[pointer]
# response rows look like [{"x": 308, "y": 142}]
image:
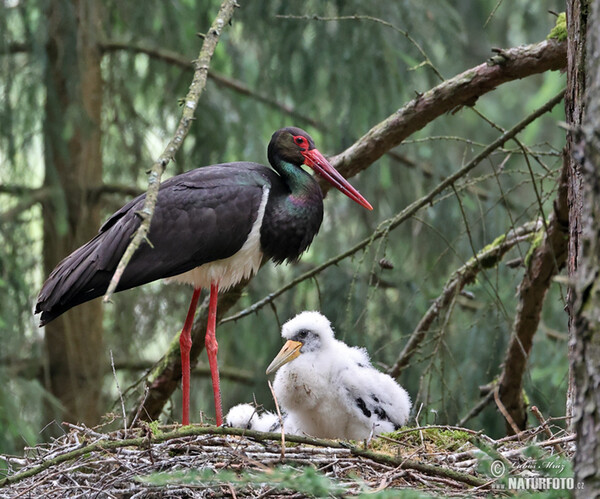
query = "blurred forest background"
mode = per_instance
[{"x": 336, "y": 76}]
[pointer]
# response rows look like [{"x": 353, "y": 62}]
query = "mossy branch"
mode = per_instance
[
  {"x": 391, "y": 223},
  {"x": 155, "y": 437},
  {"x": 189, "y": 107},
  {"x": 488, "y": 257}
]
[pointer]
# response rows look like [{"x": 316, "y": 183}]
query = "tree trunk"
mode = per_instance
[
  {"x": 73, "y": 164},
  {"x": 584, "y": 109},
  {"x": 576, "y": 49},
  {"x": 544, "y": 262}
]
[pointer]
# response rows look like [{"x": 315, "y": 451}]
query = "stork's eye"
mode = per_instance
[{"x": 301, "y": 141}]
··········
Request: Reproduce all of the entries above verbatim, leaving out the image.

Output below:
[pointer]
# response rows look like [{"x": 308, "y": 142}]
image:
query = "blurred forest background"
mode = per_instance
[{"x": 336, "y": 76}]
[pointer]
# response rows look like [{"x": 353, "y": 62}]
query = "mossy branch"
mode = per_instance
[
  {"x": 391, "y": 223},
  {"x": 155, "y": 437},
  {"x": 189, "y": 107},
  {"x": 488, "y": 257}
]
[pointer]
# response rows look like [{"x": 316, "y": 183}]
query = "tree trunk"
mode = per_instance
[
  {"x": 73, "y": 164},
  {"x": 584, "y": 109},
  {"x": 576, "y": 49},
  {"x": 544, "y": 262}
]
[pointer]
# response rows look like [{"x": 315, "y": 451}]
query = "stork's eye"
mode = per_instance
[{"x": 301, "y": 141}]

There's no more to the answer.